*Prompt*
Please reproduce the lines below word for word, starting with the line that contains "Could you point to the vine" and continuing through the final line.

*Data provided*
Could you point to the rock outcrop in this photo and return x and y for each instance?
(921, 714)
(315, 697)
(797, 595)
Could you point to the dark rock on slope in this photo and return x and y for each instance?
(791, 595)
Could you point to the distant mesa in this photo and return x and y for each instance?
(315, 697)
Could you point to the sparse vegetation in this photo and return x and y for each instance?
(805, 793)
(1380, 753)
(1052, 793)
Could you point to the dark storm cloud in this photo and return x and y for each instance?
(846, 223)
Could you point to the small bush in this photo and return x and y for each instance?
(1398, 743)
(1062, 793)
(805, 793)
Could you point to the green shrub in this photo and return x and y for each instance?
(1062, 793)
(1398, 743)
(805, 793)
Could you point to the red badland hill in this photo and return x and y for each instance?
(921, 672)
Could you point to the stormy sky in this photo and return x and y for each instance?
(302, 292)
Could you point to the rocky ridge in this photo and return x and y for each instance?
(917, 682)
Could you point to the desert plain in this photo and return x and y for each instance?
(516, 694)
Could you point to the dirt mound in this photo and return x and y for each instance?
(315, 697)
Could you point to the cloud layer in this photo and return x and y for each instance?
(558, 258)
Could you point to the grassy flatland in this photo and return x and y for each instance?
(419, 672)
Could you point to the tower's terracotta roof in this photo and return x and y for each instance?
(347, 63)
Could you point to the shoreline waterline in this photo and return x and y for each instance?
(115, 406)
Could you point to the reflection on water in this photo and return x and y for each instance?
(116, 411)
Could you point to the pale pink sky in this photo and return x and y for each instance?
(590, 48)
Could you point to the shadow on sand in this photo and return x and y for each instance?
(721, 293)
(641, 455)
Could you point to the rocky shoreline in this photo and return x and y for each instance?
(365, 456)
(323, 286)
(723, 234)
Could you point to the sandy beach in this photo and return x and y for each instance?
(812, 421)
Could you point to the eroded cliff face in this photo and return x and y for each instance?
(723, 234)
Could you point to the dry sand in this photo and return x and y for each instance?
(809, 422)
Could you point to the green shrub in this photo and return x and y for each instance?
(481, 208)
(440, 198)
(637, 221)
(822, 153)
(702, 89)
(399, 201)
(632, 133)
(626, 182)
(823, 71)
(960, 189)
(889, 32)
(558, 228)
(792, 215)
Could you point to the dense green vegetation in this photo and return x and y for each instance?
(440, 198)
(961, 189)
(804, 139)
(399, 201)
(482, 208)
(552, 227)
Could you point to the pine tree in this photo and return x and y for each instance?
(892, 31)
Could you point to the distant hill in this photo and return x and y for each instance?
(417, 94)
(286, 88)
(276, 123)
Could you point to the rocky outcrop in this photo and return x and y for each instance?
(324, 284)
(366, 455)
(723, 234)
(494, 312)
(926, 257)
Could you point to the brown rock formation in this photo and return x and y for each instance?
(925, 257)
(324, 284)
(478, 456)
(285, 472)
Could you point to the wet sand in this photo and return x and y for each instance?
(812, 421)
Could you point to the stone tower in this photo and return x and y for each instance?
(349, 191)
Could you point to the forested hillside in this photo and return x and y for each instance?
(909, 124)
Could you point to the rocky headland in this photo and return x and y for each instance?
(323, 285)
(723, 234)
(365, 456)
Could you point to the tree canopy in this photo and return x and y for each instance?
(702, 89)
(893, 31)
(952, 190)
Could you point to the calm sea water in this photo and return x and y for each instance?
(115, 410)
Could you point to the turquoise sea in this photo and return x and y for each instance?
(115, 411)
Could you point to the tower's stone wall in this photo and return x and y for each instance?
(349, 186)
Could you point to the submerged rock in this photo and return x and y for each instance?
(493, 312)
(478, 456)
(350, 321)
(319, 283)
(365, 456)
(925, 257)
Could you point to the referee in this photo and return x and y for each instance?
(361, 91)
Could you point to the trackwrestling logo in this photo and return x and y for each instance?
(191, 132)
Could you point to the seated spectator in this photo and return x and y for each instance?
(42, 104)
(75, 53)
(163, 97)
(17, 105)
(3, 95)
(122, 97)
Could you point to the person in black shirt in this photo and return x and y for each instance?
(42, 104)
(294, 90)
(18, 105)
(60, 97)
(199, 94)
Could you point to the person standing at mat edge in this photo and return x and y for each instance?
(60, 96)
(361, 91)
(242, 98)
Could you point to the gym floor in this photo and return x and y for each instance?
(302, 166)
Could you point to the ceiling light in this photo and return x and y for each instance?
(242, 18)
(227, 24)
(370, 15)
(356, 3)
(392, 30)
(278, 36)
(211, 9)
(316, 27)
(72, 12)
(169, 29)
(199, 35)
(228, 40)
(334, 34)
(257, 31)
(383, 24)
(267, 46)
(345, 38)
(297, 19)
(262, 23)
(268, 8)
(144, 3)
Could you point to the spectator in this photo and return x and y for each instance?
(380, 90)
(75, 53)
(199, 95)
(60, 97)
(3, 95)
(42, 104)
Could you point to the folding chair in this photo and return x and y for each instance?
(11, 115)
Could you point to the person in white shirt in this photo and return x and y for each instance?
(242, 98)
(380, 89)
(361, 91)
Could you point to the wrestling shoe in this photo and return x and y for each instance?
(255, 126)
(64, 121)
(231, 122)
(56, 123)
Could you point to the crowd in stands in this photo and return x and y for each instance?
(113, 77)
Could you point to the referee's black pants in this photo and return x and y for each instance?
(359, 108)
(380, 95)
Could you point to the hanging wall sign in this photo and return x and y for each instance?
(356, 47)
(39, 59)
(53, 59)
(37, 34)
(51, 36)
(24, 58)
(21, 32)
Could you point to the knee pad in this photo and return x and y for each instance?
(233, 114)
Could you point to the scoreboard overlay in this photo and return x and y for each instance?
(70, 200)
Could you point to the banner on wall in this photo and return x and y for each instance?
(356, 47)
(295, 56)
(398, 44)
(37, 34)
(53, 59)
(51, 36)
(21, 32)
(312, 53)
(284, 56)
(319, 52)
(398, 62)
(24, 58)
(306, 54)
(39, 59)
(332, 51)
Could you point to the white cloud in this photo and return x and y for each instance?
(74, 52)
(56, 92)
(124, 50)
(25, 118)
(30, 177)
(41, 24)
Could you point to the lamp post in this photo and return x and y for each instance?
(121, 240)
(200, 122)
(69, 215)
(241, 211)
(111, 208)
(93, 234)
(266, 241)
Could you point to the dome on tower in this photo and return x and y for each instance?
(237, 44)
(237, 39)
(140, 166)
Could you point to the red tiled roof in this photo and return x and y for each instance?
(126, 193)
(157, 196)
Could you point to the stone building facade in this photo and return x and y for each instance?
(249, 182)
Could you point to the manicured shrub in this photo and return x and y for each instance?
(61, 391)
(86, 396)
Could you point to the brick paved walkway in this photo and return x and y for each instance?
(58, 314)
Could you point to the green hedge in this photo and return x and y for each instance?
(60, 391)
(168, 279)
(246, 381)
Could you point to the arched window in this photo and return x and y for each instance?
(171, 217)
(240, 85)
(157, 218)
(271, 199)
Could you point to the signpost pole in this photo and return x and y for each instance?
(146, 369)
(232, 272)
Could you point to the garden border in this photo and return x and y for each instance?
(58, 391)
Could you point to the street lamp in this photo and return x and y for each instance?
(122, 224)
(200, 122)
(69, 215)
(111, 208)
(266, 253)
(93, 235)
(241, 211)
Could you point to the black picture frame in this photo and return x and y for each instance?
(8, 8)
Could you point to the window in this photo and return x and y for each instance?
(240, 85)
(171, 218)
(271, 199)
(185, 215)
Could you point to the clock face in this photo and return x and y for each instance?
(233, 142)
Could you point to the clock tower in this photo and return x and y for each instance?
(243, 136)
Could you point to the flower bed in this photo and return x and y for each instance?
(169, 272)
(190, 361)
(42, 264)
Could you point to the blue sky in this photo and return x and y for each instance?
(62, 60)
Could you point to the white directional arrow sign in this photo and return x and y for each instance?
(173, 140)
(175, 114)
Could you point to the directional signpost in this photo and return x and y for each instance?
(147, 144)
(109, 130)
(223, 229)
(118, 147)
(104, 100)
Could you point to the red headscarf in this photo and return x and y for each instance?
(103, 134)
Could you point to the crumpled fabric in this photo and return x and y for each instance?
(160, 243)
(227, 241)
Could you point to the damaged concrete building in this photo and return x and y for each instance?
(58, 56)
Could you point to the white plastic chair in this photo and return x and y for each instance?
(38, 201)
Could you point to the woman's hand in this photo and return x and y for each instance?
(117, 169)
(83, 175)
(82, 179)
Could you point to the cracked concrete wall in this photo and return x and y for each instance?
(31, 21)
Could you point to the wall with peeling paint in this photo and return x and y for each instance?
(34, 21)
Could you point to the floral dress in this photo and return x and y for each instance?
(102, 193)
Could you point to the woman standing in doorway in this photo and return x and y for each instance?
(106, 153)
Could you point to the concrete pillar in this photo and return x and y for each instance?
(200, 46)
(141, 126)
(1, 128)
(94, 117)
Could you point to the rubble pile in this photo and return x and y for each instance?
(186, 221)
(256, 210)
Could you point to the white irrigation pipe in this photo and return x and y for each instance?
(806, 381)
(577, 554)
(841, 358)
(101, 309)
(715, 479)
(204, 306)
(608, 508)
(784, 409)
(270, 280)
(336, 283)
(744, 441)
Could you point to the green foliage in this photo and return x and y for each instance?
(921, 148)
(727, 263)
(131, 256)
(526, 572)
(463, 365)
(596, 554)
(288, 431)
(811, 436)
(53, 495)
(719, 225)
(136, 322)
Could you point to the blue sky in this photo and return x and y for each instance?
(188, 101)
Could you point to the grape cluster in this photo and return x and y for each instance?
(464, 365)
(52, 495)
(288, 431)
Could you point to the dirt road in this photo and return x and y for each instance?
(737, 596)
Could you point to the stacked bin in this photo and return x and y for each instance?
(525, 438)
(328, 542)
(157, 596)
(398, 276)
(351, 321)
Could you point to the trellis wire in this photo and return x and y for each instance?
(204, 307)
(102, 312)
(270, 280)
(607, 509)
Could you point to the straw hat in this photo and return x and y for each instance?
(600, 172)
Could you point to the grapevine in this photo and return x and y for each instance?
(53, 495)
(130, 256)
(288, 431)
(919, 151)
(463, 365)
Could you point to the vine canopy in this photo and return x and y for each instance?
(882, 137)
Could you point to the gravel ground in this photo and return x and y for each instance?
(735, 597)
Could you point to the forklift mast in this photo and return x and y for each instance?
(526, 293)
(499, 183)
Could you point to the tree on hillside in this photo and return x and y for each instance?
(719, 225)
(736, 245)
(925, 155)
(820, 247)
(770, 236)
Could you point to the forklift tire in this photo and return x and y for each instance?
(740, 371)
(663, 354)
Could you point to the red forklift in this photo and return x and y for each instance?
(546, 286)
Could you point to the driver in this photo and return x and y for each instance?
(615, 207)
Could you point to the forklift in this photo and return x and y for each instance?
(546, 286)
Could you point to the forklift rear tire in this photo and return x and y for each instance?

*Full output*
Could you point to the vine canopy in this photo and return x and y for each instance?
(882, 137)
Could you point to the gravel ground in this photo and return x and y for each instance?
(735, 597)
Could you point to the forklift mast in this photo and return x and y for each instance?
(526, 293)
(499, 183)
Could you point to the tree on hillside in this photo and return x and y for each instance?
(719, 225)
(736, 245)
(925, 155)
(820, 247)
(770, 236)
Could you point to the forklift tire in this photo and return x and y for each instance?
(740, 371)
(663, 354)
Could you point to the red forklift in this photo and return x and y for each instance?
(546, 286)
Could you point to the driver in this photo and return x and y for each instance?
(615, 207)
Could you point to the forklift in this photo and return x and y for each instance?
(546, 286)
Could you point to the forklift rear tire in this photo and return x and y for each instance?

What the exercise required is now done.